# What is needed
According to the prairie pioneer text, in what year and in what place was T.G. Hamilton born?

Author: Janice H.

Tales of a Prairie Pioneer

When my grandfather was a teenager in rural Saskatchewan, he hunted bobcats for cash. He would take his rifle, ride his pony across the prairie and, whenever he saw a bobcat, he would chase it. When frightened, bobcats often climb trees, but a tree doesn’t afford any safety from a boy and his rifle. After killing the animal, my grandfather would skin it. In the late 1880s, the fur of a bobcat brought him 25 cents.1

This was one of the stories Thomas Glendenning (T.G.) Hamilton,2 used to tell his own children about his adventures growing up in newly founded Saskatoon, Saskatchewan.

T.G. was born in 1873 in Scarborough, Ontario, the fifth of the six children of farmer James Hamilton and his wife Isabella Glendenning. His father was a member of a Toronto-based group called the Temperance Colonization Society that was passionately opposed to the use of alcohol. The group’s members decided to establish a dry community in western Canada, which had recently been opened to settlement. In 1882, James and his eldest son, Robbie, went west as part of an advance party of the Temperance Colonization Society. They were credited with picking the settlement’s location on the banks of the South Saskatchewan River.3

James and Robbie quickly built a sod hut and started construction of a proper house for the family, but neither structure could protect them from the bitter cold, so they spent much of that first winter in Prince Albert, Saskatchewan. Wife Isabella, their daughter Maggie and their other sons came west in 1883, travelling by train as far as possible and completing the journey by ox cart. T.G. was almost 10 years old when he arrived in Saskatoon.

# Dataset extract
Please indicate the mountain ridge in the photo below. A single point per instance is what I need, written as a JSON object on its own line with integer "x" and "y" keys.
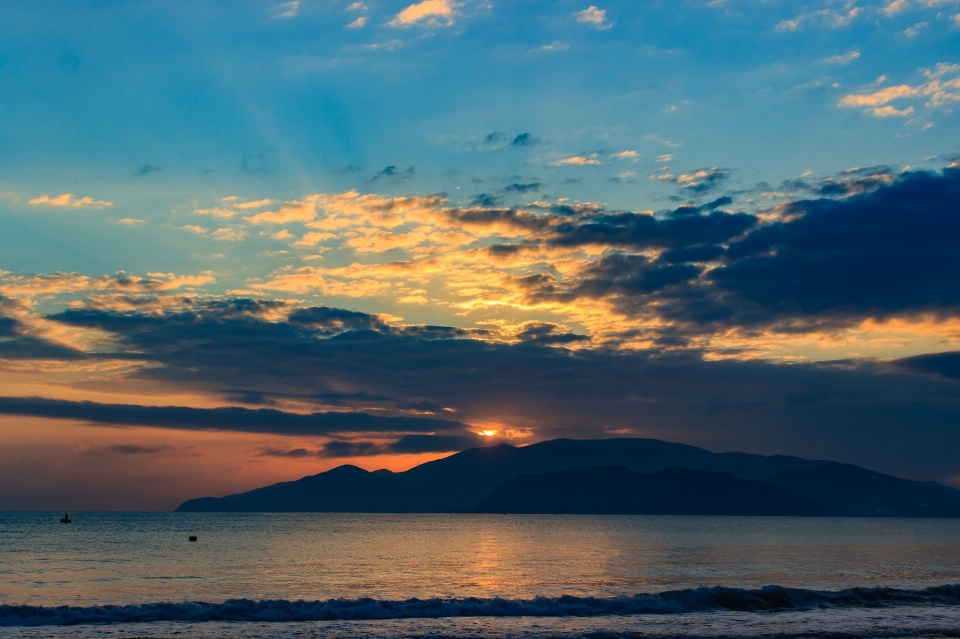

# Finished exercise
He was born in 1873 in Scarborough, Ontario.